**WORK ITEM**
Would you please retype, exactly, the lines of the listing below between the line with "query | car windshield" and the line with "Put a point on the neighbouring", inclusive?

**EXTRACTED DATA**

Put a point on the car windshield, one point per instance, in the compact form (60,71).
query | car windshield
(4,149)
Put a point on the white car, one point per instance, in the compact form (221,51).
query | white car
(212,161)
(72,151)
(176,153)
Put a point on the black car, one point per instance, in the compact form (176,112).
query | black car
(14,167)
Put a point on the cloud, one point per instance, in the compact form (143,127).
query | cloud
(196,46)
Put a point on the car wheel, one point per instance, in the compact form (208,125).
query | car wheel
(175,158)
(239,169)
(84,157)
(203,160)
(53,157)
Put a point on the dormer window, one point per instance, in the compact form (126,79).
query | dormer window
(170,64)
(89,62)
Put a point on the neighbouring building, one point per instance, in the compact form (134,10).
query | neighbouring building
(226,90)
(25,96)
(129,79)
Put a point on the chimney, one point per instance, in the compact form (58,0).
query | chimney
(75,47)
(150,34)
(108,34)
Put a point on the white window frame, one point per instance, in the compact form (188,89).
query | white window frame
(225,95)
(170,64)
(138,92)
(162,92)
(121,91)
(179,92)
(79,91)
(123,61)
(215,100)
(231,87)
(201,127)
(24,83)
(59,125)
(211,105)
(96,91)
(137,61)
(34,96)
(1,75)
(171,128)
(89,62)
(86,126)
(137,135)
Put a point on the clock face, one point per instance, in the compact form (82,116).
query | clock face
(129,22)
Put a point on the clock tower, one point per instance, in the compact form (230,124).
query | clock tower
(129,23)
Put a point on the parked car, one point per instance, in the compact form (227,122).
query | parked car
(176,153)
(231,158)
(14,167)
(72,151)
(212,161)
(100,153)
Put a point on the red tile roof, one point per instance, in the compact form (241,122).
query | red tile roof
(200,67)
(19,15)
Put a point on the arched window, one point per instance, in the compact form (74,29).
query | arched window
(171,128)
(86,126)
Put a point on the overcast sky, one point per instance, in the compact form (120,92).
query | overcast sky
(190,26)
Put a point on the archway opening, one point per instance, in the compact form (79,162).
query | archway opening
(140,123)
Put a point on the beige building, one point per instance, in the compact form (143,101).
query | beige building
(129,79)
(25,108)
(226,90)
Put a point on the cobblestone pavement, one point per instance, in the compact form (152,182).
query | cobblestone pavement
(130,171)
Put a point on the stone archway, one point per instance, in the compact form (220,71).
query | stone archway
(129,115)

---

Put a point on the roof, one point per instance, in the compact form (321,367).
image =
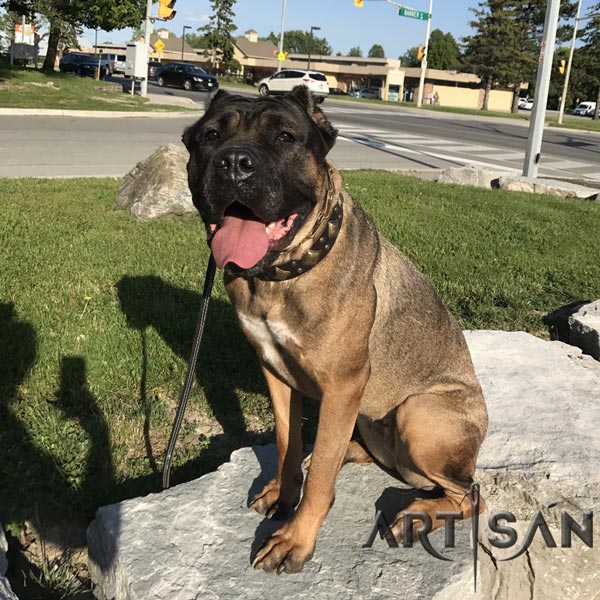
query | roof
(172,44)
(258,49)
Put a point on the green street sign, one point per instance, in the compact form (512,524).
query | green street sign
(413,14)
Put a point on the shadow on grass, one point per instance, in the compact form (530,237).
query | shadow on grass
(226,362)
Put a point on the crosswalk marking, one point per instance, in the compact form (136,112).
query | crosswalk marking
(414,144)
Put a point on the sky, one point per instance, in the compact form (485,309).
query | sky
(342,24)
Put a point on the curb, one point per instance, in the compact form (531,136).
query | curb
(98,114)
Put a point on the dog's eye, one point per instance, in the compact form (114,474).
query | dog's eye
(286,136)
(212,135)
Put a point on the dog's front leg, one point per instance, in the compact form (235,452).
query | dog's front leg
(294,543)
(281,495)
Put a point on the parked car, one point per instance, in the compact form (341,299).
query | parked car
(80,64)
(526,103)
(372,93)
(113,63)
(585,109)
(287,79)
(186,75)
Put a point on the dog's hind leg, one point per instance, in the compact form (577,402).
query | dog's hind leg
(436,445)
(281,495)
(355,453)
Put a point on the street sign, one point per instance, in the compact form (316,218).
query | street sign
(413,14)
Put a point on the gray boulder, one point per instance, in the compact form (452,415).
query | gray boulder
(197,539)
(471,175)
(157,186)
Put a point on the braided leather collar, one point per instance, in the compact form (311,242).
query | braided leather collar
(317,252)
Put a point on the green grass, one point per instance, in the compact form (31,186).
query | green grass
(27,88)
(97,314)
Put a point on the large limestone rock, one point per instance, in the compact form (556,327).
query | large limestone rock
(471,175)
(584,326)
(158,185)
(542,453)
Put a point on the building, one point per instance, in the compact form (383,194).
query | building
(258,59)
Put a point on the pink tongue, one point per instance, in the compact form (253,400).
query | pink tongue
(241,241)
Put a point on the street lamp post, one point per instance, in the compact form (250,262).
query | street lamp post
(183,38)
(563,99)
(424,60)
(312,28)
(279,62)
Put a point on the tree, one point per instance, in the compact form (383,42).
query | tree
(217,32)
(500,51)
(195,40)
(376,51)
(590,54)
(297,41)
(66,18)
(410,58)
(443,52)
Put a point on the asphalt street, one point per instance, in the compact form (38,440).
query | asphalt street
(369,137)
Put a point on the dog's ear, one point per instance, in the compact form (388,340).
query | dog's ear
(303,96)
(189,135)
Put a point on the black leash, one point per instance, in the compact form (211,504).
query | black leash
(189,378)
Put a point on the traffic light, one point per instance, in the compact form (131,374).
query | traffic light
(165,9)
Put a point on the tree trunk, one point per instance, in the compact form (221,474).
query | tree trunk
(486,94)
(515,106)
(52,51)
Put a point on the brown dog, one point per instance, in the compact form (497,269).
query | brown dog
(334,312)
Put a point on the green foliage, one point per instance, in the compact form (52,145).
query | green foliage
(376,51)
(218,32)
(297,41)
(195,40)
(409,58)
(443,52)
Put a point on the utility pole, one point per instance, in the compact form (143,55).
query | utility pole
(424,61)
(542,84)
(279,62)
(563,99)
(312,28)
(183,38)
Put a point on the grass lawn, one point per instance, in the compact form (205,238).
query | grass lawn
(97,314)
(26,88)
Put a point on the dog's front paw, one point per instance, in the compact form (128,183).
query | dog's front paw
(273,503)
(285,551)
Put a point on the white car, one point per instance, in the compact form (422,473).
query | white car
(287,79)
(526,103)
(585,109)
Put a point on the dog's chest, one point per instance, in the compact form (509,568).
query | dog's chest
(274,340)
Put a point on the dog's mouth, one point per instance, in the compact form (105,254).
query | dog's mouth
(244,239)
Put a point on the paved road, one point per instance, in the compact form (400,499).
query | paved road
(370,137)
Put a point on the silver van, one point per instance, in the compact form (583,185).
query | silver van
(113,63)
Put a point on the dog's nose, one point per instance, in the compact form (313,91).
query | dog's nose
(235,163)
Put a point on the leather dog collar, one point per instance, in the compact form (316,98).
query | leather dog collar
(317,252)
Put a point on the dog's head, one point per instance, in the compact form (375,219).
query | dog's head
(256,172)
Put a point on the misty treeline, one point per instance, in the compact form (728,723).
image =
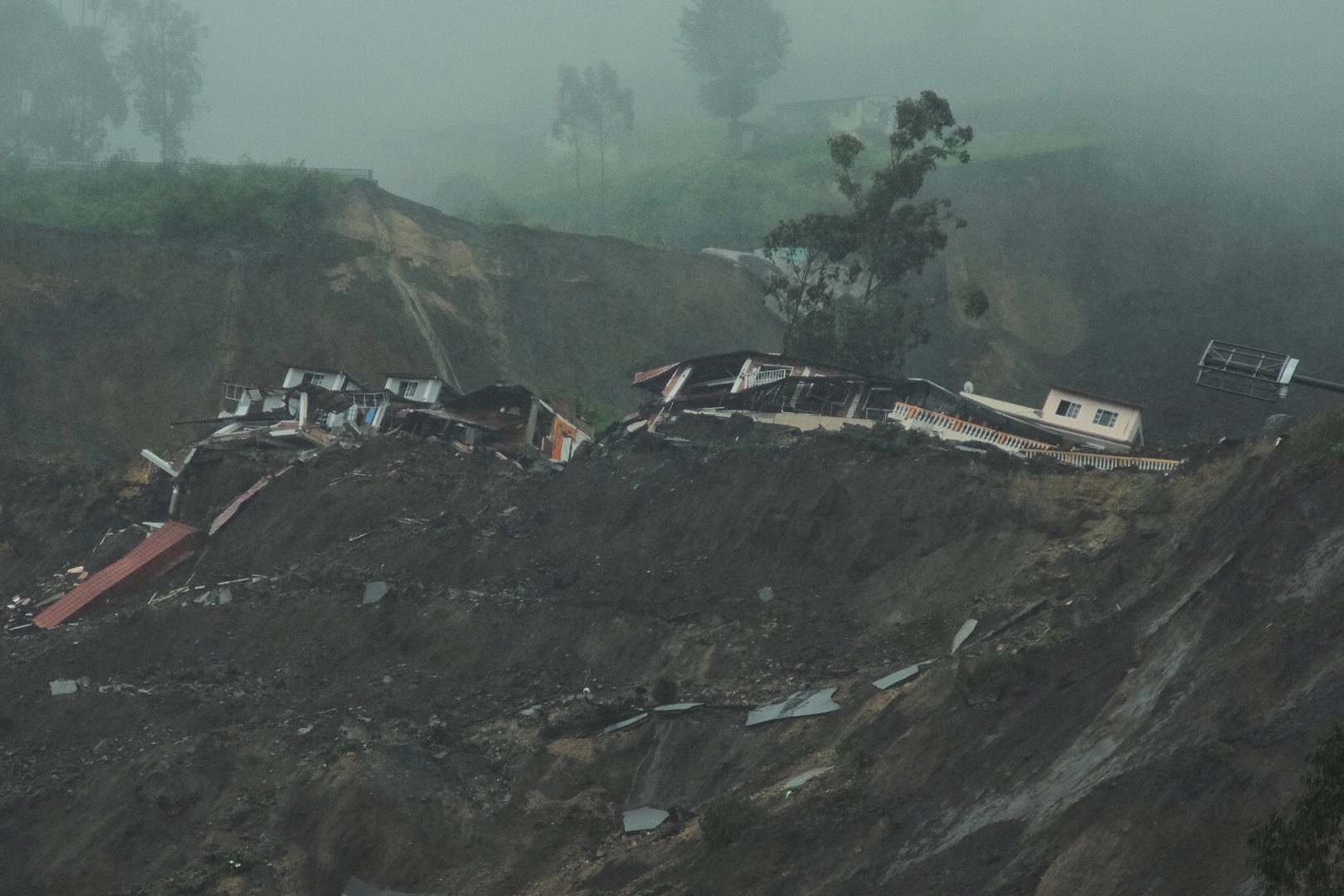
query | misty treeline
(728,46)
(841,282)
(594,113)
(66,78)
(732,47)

**COMPLETED TASK**
query | car windshield
(4,149)
Put a point on the white car, one point per instance, in the compact form (221,51).
query | white car
(212,161)
(72,151)
(176,153)
Put a point on the black car, one point per instance, in the compact form (176,112).
query | black car
(14,167)
Put a point on the cloud, one point per instance, in the compact form (143,127).
query | cloud
(196,46)
Put a point on the car wheel, one point per instance, in the compact form (208,125).
query | car wheel
(175,158)
(239,169)
(84,157)
(203,160)
(53,157)
Put a point on the dormer window, one point per instance, in the compact form (126,79).
query | dormer window
(170,64)
(89,62)
Put a point on the neighbouring building, one point per instance, in the compact form (134,10).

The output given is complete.